• **Entries**:
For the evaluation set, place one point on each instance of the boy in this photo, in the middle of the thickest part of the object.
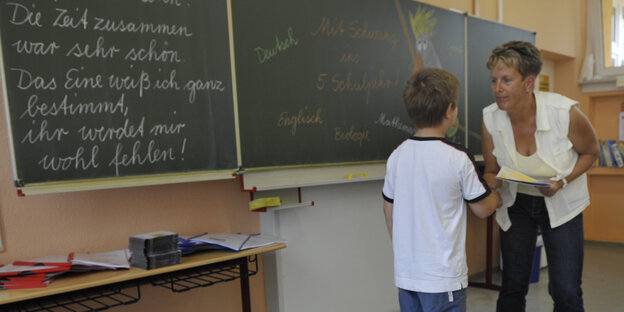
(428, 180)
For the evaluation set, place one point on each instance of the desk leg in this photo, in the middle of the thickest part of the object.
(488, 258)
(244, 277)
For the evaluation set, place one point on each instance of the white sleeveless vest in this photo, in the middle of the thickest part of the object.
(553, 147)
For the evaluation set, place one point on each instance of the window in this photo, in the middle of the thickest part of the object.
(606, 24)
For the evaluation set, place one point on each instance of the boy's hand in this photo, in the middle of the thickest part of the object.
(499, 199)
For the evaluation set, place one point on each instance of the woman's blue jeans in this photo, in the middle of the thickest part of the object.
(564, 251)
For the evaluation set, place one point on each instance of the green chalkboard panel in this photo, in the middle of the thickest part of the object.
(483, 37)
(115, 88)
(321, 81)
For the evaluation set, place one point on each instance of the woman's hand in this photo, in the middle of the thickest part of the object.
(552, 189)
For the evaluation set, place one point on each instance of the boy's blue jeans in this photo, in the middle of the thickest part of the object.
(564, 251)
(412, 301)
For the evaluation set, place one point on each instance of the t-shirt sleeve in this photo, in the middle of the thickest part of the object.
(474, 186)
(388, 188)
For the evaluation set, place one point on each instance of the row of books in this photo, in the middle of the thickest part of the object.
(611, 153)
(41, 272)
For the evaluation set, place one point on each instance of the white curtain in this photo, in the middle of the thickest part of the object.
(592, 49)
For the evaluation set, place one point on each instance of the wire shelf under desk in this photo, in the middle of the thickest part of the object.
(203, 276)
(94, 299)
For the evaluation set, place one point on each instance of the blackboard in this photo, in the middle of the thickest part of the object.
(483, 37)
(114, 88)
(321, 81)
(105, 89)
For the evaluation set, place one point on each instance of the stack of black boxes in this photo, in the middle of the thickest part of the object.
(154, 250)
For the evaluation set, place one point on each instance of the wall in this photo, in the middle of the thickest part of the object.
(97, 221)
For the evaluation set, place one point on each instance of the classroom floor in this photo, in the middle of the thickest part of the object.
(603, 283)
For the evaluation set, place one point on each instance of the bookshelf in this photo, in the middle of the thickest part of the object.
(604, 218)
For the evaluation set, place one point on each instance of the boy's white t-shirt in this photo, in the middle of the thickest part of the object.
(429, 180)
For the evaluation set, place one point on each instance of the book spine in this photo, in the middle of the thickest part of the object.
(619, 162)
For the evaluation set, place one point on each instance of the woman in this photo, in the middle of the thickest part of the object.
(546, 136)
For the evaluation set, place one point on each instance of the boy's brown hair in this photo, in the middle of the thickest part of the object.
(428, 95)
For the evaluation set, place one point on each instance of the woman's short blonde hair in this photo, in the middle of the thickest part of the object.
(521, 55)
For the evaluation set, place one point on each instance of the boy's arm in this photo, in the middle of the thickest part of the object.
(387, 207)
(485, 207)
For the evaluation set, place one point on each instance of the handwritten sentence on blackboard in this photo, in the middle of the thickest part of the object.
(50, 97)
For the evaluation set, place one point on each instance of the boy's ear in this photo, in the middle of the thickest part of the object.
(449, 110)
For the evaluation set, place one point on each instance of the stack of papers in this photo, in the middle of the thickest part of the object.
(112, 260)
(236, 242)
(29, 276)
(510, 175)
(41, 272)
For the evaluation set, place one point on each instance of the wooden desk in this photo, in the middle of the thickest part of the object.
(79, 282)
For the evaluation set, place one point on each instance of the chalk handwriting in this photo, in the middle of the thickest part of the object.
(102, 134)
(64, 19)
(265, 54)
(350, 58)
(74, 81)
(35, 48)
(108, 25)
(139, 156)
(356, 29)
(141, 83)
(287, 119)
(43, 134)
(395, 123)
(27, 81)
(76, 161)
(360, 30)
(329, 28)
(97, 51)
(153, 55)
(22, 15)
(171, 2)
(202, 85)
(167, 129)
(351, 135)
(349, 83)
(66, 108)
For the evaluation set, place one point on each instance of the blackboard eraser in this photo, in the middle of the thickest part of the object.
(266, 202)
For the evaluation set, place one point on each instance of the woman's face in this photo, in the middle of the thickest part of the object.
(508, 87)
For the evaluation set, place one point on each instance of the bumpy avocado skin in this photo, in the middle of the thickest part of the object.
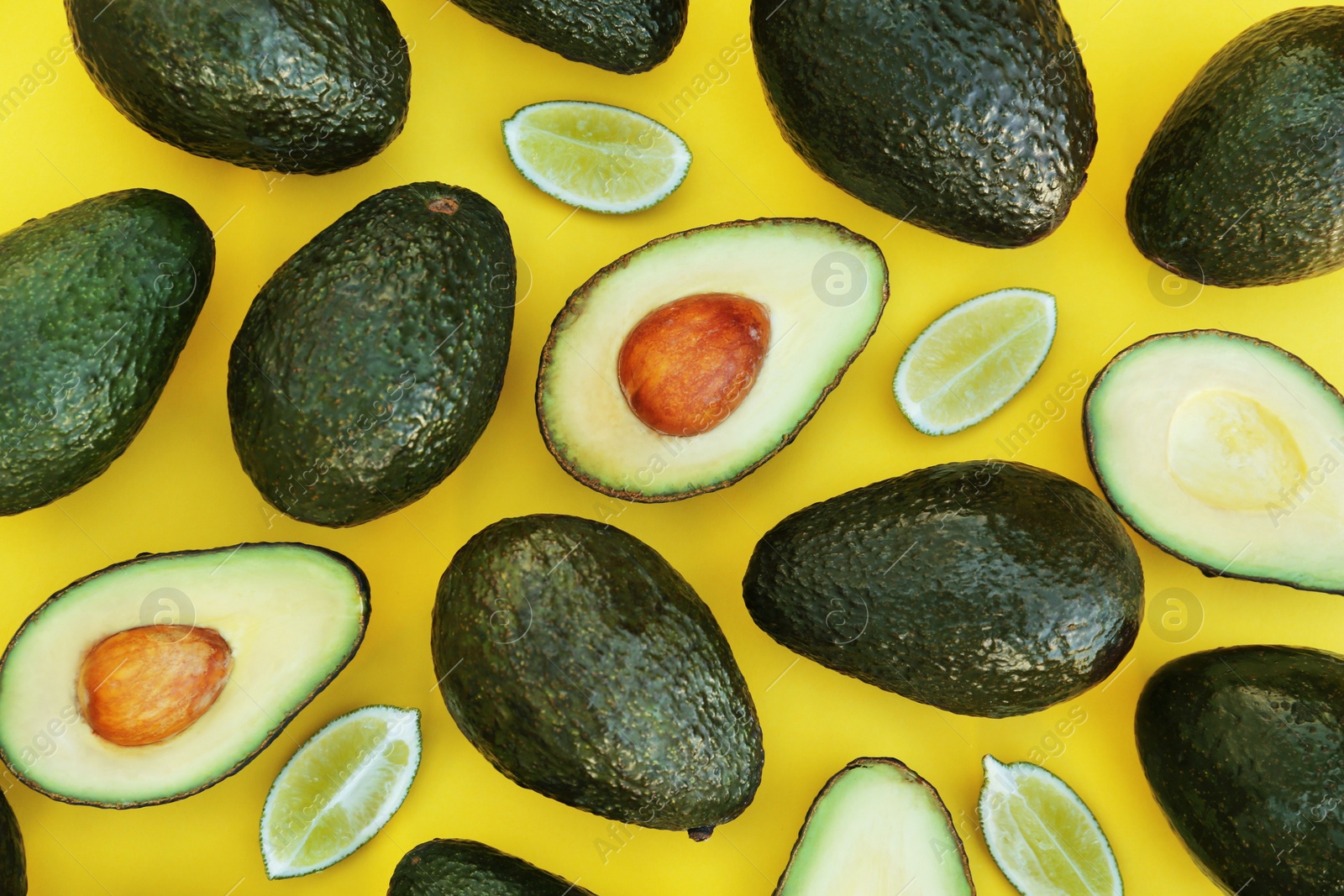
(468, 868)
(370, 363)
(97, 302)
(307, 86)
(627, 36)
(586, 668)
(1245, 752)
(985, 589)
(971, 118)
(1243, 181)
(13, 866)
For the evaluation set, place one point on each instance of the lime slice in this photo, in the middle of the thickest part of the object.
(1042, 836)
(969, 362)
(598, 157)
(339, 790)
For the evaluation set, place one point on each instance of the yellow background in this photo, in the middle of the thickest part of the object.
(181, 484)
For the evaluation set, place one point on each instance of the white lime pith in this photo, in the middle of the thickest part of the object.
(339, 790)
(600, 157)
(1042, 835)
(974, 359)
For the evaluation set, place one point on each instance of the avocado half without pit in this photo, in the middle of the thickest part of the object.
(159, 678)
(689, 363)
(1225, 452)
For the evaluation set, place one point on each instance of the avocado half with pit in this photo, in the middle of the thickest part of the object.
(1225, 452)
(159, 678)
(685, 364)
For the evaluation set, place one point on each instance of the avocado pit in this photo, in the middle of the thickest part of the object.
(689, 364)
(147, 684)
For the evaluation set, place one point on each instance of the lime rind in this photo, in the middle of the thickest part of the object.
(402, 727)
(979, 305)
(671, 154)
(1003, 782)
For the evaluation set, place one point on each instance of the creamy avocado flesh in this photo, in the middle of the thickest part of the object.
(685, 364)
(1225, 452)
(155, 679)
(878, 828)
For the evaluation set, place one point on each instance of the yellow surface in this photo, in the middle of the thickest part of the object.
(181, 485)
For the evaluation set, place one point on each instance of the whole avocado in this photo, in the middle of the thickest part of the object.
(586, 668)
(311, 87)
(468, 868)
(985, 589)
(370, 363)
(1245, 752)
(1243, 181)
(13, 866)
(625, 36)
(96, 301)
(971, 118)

• **Required work**:
Please render all of the records above as a two-column CSV with the headers "label_text" and "points", one row per record, putting the record's text and its full answer each in a single quoted field with line breaks turned into spaces. Leave the pictures out.

• **Full solution**:
label_text,points
"For the evaluation set, place one point on each instance of the boy in this photo, in the middle of the thickest part of the object.","(428, 180)"
"For the evaluation set, place one point on each instance of the desk leg in this photo, in the middle of the thickest part of the object.","(488, 258) (244, 277)"
"For the evaluation set, place one point on each instance of the white sleeveless vest in this photo, in the middle of the thickest part of the object.","(553, 147)"
"For the evaluation set, place one point on each instance of the window in this photo, in the middle of the thickest part of the object.","(606, 24)"
"For the evaluation set, place one point on each instance of the boy's hand in this photo, in the middle of the thickest part of the object.","(499, 199)"
"For the evaluation set, place one point on each instance of the woman's blue jeans in this photo, in the middle of the thickest part of the object.","(564, 251)"
"For the evaluation set, place one point on each instance of the green chalkboard panel in this photo, in the middle of the thickest part of the object.","(483, 37) (115, 88) (321, 81)"
"For the evaluation set, place one point on each instance of the woman's hand in this photo, in the middle of the thickest part of the object.","(552, 189)"
"For the evaluation set, place one point on each instance of the boy's blue jeans in this photo, in the middle of the thickest part of the object.","(564, 251) (412, 301)"
"For the evaluation set, place one point on each instance of the t-shirt sleeve in this photo, in the middle of the thickest part of the object.","(474, 186) (388, 188)"
"For the evaluation set, place one point on each instance of the row of books in this photo, in the middle of the thickest part of the object.","(611, 153) (41, 272)"
"For the evaluation set, place one point on each instance of the white curtain in this photo, in the middle of the thickest part of the object.","(592, 49)"
"For the evaluation set, place one point on each instance of the wire shelf under desk in this photo, in the middle of the thickest part of the object.","(203, 276) (94, 299)"
"For the evaluation set, place one point on each instance of the blackboard in this photo, in the middle of the thickest part of the object.","(483, 37) (114, 88) (321, 81) (105, 89)"
"For the evaluation set, place one point on each instance of the stack of black boxes in this photo, in the middle of the thickest part of the object.","(154, 250)"
"For the evaluation set, place one point on each instance of the wall in this photo, in the middle of the thickest part of the object.","(97, 221)"
"For the evaluation set, place one point on each instance of the classroom floor in this photo, in the middle of the thickest part of the object.","(603, 283)"
"For the evaluation set, place one point on each instance of the bookshelf in this photo, in the middle of the thickest part of the object.","(604, 218)"
"For the evaluation set, place one point on each instance of the boy's white t-shirt in this photo, in the middle of the thickest part of the object.","(429, 180)"
"For the evaluation set, place one point on each instance of the book spine in this photo, in the middle of the thickest part of the object.","(619, 162)"
"For the evaluation set, place one point on each instance of the woman in this photo, in the middle of the thickest part of the object.","(546, 136)"
"For the evaluation set, place one point on each instance of the boy's brown hair in this photo, in the middle of the thickest part of the object.","(428, 95)"
"For the evaluation set, place one point on each instance of the woman's short blonde hair in this photo, in the middle of the thickest part of the object.","(521, 55)"
"For the evaluation set, place one point on each instance of the boy's arm in this photo, in the middle of the thickest part of the object.","(387, 207) (485, 207)"
"For the evaluation set, place one point on each instance of the handwritten sentence on blackboard in this photo, in the middle of the thickest part of the object.","(50, 97)"
"For the evaluation set, place one point on each instance of the boy's ear in this photo, in the middle of the thickest part of the object.","(449, 110)"
"For the evaluation set, place one point on each instance of the stack of papers in this photo, in the middle of the thickest part of the object.","(112, 260) (236, 242) (29, 276) (510, 175) (41, 272)"
"For the evaluation set, place one point on each instance of the wooden desk in this photo, in the middle of the thickest part of the object.","(79, 282)"
"For the evaluation set, place one point on each instance of the chalk handwriting in this photo, in the middle of the thickest part of the object.","(102, 134) (64, 19) (265, 54) (350, 58) (74, 81) (35, 48) (108, 25) (139, 156) (356, 29) (141, 83) (287, 119) (43, 134) (395, 123) (27, 81) (76, 161) (360, 30) (329, 28) (97, 51) (153, 55) (22, 15) (171, 2) (202, 85) (167, 129) (351, 135) (349, 83) (66, 108)"
"For the evaluation set, place one point on each instance of the blackboard eraser in this photo, in the middle of the thickest part of the object.","(266, 202)"
"For the evaluation set, place one point on each instance of the woman's face in this photo, in the middle of the thickest part of the object.","(508, 87)"
"For the evaluation set, place one point on each instance of the bumpy avocado skin in this photo, in the middle of the thickest part of the object.","(468, 868) (370, 363) (97, 302) (307, 86) (627, 36) (586, 668) (1245, 752) (985, 589) (971, 118) (1243, 181) (13, 866)"
"For the evaluation set, place one point on each instance of the lime slice in this photo, in the middle of the thickest part of the object.","(1042, 836) (969, 362) (598, 157) (339, 790)"
"For the evaluation set, place one point on each instance of the yellow background in this photo, in the middle of the thickest part of the object.","(181, 484)"
"For the evaluation set, place one point on each instance of the white lime pith in this photo, in the middle of the thickest part of the object.","(339, 790) (600, 157) (1042, 835) (974, 359)"
"For the evaluation set, place one point on each instance of the avocado half without pit in this photo, in the middle of the thickest part of the object.","(159, 678) (689, 363) (1225, 452)"
"For the evaluation set, place one point on each instance of the avocado half with pit in this photo, in the middle of the thickest part of the object.","(1225, 452) (159, 678) (685, 364)"
"For the evaluation set, place one point on each instance of the avocado pit in this photo, in the middle of the thickest part of the object.","(689, 364) (147, 684)"
"For the evaluation set, place one point on each instance of the lime rind in this photo, in the middle of the thickest part of the object.","(402, 727) (979, 305) (671, 154) (1003, 782)"
"For the evaluation set, place one point on each instance of the creamy avocado flesh in this photo, in the middle of the thickest part of the object.","(685, 364) (1225, 452) (155, 679) (878, 828)"
"For the evaluation set, place one point on each instance of the yellow surface in this photo, in the middle of the thickest part of the object.","(181, 485)"
"For the evaluation set, place one point on each instance of the whole avocado in this photo, in the middle of the thickest part of the object.","(586, 668) (311, 87) (468, 868) (985, 589) (370, 363) (1245, 752) (1243, 181) (13, 866) (625, 36) (96, 301) (971, 118)"